[Phrase grounding data]
□ □ □
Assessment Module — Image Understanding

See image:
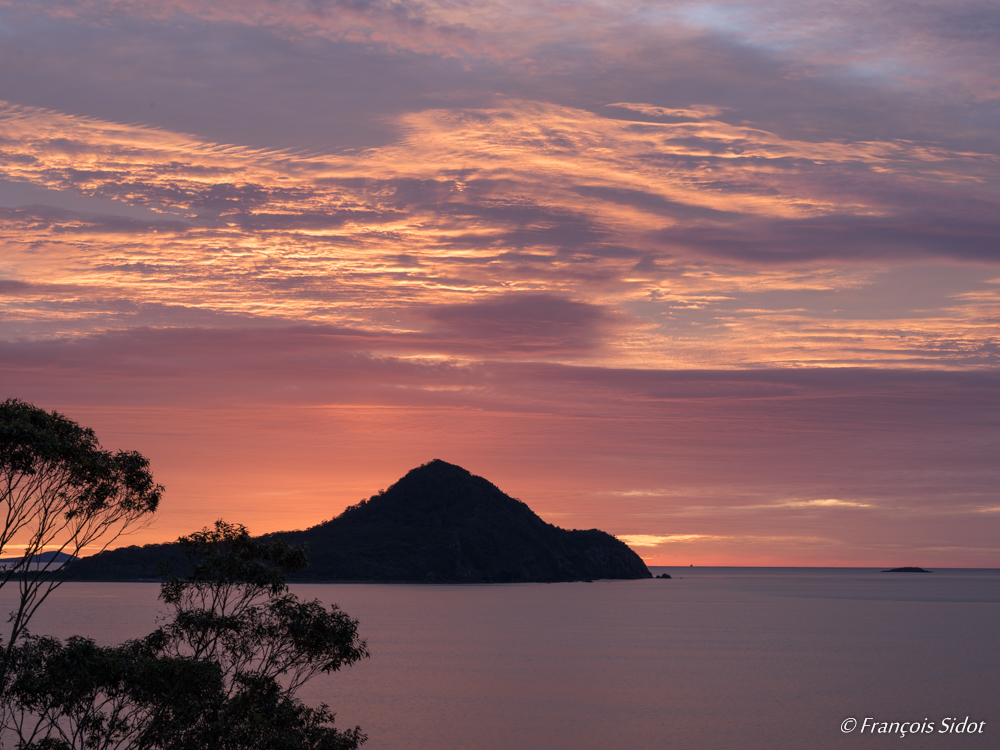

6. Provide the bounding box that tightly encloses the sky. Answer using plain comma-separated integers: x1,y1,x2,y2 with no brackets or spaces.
1,0,998,566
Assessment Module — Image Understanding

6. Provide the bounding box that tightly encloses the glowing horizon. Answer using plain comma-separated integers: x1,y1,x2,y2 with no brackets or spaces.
1,0,998,567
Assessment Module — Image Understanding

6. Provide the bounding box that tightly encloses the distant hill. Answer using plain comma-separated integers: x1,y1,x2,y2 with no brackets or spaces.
72,460,651,583
0,551,78,564
0,550,79,570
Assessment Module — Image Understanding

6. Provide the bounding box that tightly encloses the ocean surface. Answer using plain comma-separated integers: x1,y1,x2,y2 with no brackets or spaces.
4,567,998,749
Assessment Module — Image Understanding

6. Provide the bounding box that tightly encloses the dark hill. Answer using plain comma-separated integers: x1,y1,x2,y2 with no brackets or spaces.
71,541,187,581
0,551,78,565
287,460,651,582
73,460,651,583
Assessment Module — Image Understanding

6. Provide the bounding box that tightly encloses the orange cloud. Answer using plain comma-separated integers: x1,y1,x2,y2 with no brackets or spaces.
2,98,998,368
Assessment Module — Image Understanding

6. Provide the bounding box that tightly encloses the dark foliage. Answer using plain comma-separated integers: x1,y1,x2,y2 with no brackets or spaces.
6,634,221,749
4,521,368,749
0,398,162,524
0,399,162,692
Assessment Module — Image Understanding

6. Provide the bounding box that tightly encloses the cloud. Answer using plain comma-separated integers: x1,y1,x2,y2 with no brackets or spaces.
423,293,612,355
606,103,730,121
618,534,724,546
669,0,1000,101
780,499,870,508
0,205,191,235
4,0,999,160
660,213,1000,264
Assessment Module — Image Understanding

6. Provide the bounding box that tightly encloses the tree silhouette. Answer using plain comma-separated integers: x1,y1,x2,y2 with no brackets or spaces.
0,403,367,748
4,522,369,750
0,399,161,676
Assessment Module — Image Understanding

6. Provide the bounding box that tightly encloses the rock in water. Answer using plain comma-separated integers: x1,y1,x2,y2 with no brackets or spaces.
881,567,932,573
291,460,651,582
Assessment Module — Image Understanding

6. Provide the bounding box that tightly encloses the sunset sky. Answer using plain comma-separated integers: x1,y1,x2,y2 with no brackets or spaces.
1,0,998,566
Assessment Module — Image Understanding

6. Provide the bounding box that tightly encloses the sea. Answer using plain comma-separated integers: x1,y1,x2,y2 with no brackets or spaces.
4,567,998,749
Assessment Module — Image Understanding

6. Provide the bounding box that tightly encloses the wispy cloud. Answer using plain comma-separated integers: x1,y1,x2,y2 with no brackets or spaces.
612,496,873,510
778,499,871,508
1,99,998,366
619,534,726,547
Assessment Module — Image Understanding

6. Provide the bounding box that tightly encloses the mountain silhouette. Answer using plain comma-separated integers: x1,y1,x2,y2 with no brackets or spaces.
0,550,80,570
73,460,651,583
284,460,650,582
0,551,78,564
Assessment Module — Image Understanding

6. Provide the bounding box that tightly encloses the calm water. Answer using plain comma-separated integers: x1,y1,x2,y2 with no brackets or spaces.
4,568,998,749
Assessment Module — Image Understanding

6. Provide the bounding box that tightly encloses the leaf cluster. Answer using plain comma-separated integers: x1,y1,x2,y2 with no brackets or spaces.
157,522,369,696
0,399,162,520
3,521,369,750
0,400,163,659
6,634,220,749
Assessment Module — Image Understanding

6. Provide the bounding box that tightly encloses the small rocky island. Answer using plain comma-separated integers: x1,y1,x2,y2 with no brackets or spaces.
73,460,652,583
882,567,933,573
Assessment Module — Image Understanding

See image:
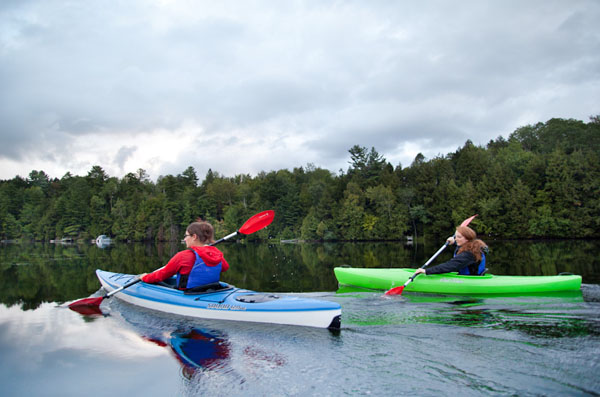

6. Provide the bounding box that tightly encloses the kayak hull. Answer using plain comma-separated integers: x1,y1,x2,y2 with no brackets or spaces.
96,270,341,329
334,267,582,295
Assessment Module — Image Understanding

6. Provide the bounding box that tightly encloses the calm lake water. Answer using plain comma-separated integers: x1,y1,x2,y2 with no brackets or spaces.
1,239,599,396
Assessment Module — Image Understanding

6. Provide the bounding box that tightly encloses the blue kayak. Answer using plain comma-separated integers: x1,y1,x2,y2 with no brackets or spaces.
96,270,341,329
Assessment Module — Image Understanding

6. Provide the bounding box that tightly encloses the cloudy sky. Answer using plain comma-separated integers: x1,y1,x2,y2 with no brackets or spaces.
1,0,599,181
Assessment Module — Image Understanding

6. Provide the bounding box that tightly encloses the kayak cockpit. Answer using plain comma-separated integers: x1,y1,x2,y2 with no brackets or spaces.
183,282,234,295
155,276,235,295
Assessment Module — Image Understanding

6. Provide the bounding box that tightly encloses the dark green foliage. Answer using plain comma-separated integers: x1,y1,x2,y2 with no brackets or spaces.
0,116,599,241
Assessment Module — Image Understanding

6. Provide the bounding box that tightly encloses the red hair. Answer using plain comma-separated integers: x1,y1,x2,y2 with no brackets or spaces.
456,225,487,262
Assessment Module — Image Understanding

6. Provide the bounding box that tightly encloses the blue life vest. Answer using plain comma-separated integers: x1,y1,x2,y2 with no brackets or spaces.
177,249,222,289
456,247,487,276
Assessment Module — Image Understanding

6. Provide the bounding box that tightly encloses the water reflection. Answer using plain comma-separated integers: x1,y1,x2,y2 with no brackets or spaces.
1,238,598,396
170,329,230,371
1,290,599,395
142,327,288,380
143,328,232,378
95,235,112,248
0,240,598,312
336,286,600,339
106,298,292,384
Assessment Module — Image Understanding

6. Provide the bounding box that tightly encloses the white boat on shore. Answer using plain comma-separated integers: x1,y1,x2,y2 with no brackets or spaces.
95,235,112,247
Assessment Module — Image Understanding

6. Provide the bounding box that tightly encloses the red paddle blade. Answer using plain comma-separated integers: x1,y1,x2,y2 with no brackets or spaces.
69,304,104,316
461,214,478,227
68,296,104,309
239,210,275,235
384,286,405,295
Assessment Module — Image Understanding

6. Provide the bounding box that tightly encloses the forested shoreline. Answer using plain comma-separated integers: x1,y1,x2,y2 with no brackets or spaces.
1,116,599,242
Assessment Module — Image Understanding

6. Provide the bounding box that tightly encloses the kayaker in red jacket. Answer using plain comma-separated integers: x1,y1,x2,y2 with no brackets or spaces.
141,220,229,289
414,225,488,276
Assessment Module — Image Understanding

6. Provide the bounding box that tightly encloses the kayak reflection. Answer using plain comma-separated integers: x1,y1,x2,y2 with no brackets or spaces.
336,285,585,301
143,328,230,375
143,326,286,377
335,286,597,337
170,329,230,371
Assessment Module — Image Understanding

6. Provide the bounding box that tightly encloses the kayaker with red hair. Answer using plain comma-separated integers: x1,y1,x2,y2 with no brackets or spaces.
141,220,230,289
414,225,488,276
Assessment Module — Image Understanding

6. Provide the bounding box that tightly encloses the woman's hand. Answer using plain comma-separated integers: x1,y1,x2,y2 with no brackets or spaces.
446,235,456,245
414,268,426,275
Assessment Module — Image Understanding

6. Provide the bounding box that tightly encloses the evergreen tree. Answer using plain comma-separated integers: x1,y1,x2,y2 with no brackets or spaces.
0,116,598,241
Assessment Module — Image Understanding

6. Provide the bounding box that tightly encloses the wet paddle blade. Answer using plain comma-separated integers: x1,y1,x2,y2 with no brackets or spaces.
68,303,104,316
239,210,275,235
68,296,104,310
384,286,405,295
384,214,478,297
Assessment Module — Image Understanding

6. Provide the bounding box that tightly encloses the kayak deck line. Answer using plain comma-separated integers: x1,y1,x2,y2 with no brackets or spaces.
107,281,338,312
105,272,243,306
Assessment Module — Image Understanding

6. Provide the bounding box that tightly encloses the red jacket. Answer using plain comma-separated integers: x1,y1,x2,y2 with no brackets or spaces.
141,246,229,284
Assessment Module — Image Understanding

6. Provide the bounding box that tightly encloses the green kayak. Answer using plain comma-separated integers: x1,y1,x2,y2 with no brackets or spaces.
333,267,582,295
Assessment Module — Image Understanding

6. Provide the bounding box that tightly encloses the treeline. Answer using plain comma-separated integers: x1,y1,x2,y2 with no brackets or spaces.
1,116,599,242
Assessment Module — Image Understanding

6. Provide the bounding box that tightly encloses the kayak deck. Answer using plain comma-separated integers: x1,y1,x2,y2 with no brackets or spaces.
334,267,582,294
97,270,341,329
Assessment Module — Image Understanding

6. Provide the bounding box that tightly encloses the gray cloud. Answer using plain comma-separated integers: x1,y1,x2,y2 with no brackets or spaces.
115,146,137,172
1,0,599,180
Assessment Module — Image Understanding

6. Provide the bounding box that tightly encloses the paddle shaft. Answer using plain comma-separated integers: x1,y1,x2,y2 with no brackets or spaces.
403,241,450,286
70,210,274,309
213,231,239,246
103,233,232,299
408,215,478,281
385,214,477,295
105,276,142,298
384,240,451,295
212,210,275,245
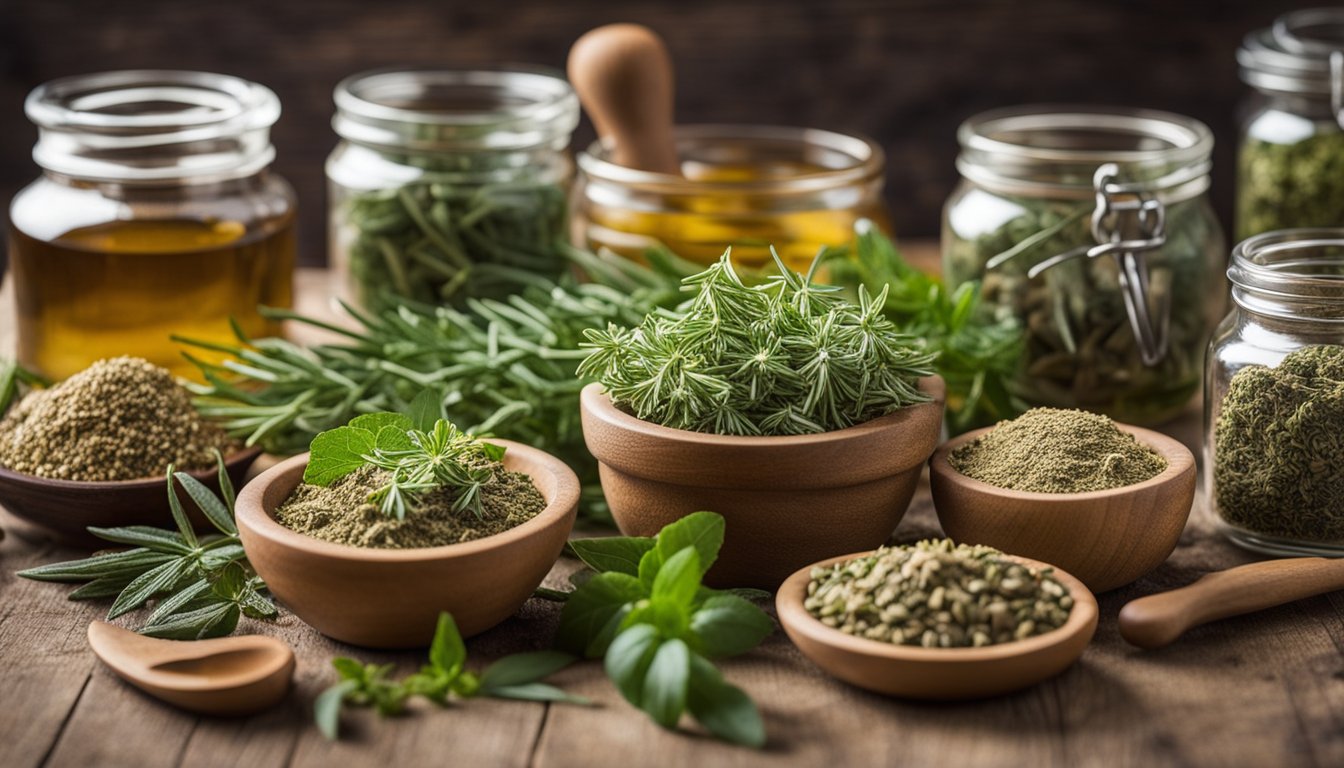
□ □ □
**What this task involves**
Write out again only the lines from the line that contains "6. Provide the bounding box that tightly encloses the gray" through the last line of the records, both ends included, without any of the pictures.

**Expected output**
6. Provide the bounding box that tightly encloses the gray cloud. Answer using plain comma-separated integers: x1,y1,x2,y2 with no brackets or spaces.
115,146,137,172
1,0,599,180
Assessment Module — Image Understanding

6. Provide the bounding box that tightly encloses the paddle shaft. Answer using plain comma-separated integers: x1,y1,x2,y2 with no brackets or spaces.
403,241,450,286
70,210,274,309
213,231,239,246
103,233,232,299
408,215,478,281
385,214,477,295
105,276,142,298
384,240,451,295
212,210,275,245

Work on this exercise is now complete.